** Text section follows **
He became one of 12 board members of the American Astronautical Society, an organization formed in 1954 to represent the country's 300 leading scientists and engineers in the area of guided missiles—he was one of seven members of the board to resign in December 1956 after a series of disputes about the direction and control of the group.

In November 1957 Singer and other scientists at the university successfully designed and fired three new "Oriole" rockets off the Virginia Capes. The rockets weighed less than 25 lb and could be built for around $2000. Fired from a converted Navy LSM, they could reach an altitude of 50000 ft and had a complete telemetry system to send back information on cosmic, ultraviolet and X-rays. Singer said that the firings placed "the exploration of outer space with high altitude rockets on the same basis, cost-wise and effort-wise, as low atmosphere measurements with weather balloons. From now on, we can fire thousands of these rockets all over the world with very little cost."

In February 1958, when he was head of the cosmic ray group of the University of Maryland's physics department, he received a special commendation from President Eisenhower for "outstanding achievements in the development of satellites for scientific purposes." In April 1958, he was appointed as a consultant to the House Select Committee on Astronautics and Space Exploration, which was preparing to hold hearings on President Eisenhower's proposal for a new agency to handle space research, and a month later received the Ohio State University's Distinguished Alumnus Award. He became a full professor at Maryland in 1959, and was chosen that year by the United States Junior Chamber of Commerce as one of the country's ten outstanding young men.

In a January 1960 presentation to the American Physical Society, Singer sketched out his vision of what the environment around the Earth might consist of, extending up to 40000 mi into space. He became known for his early predictions about the properties of the electrical particles trapped around the Earth, which were partly verified by later discoveries in satellite experiments. In December 1960, he suggested the existence of a shell of visible dust particles around the Earth some 600 to 1000 mi in space, beyond which there was a layer of smaller particles, a micrometre or less in diameter, extending 2,000 to 4000 mi. In March 1961 Singer and another University of Maryland physicist, E. J. Opik, were given a $97,000 grant by NASA to conduct a three-year study of interplanetary gas and dust.
** End of Text section **
Work instruction A. Retype the passage about Singer's career, everything from "In a January" down to "gas and dust.".
Work instruction B. In the passage about Singer's career, what kinds of rays did the Oriole rockets' telemetry system send back information on? List them all.
** The data follows **
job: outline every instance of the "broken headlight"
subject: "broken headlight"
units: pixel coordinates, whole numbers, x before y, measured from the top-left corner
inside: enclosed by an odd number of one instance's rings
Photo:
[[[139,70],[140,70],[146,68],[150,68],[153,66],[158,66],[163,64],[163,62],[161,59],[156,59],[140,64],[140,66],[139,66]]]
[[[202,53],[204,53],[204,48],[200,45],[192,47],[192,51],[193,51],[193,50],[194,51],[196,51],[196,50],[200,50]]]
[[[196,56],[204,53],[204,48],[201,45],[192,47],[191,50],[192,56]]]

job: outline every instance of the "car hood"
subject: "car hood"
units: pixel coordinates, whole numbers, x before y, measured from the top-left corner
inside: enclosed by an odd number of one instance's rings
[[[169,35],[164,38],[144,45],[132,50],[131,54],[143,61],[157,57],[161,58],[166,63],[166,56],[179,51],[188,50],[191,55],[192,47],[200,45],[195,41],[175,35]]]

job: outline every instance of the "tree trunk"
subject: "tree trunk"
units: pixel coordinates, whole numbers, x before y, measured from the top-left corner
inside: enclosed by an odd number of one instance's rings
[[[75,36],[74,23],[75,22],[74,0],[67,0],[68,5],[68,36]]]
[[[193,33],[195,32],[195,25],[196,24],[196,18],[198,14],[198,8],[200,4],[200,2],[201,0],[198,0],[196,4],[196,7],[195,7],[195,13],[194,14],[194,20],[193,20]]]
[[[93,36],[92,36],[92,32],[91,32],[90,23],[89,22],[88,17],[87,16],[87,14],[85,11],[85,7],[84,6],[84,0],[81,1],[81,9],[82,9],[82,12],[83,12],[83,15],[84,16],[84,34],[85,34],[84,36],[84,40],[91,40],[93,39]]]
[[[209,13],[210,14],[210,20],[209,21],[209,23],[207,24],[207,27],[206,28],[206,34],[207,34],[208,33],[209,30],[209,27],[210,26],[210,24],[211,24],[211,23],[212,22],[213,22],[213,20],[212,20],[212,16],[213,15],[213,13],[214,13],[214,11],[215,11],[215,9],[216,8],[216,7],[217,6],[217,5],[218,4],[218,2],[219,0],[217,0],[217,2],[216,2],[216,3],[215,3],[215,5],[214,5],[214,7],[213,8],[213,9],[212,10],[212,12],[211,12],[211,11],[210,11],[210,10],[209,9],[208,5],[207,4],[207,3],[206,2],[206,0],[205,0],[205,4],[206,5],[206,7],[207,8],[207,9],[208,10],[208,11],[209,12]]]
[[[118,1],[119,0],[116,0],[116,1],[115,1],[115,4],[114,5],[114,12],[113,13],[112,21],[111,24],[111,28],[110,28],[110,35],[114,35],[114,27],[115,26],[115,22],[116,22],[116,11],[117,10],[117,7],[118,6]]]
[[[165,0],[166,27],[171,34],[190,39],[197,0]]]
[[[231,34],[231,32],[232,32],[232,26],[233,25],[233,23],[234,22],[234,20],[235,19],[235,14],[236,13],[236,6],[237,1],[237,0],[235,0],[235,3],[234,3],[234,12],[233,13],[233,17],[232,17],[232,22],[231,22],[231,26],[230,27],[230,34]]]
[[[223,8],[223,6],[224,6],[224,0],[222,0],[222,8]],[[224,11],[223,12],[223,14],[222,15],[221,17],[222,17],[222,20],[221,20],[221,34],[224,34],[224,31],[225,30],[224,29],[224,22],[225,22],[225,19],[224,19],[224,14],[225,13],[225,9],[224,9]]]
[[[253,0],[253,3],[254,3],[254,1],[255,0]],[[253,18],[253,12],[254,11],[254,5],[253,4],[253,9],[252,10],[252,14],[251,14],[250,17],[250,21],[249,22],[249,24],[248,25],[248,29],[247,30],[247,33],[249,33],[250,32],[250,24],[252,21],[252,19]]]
** End of The data **
Task output A.
In a January 1960 presentation to the American Physical Society, Singer sketched out his vision of what the environment around the Earth might consist of, extending up to 40000 mi into space. He became known for his early predictions about the properties of the electrical particles trapped around the Earth, which were partly verified by later discoveries in satellite experiments. In December 1960, he suggested the existence of a shell of visible dust particles around the Earth some 600 to 1000 mi in space, beyond which there was a layer of smaller particles, a micrometre or less in diameter, extending 2,000 to 4000 mi. In March 1961 Singer and another University of Maryland physicist, E. J. Opik, were given a $97,000 grant by NASA to conduct a three-year study of interplanetary gas and dust.

Task output B. Cosmic rays, ultraviolet rays, X-rays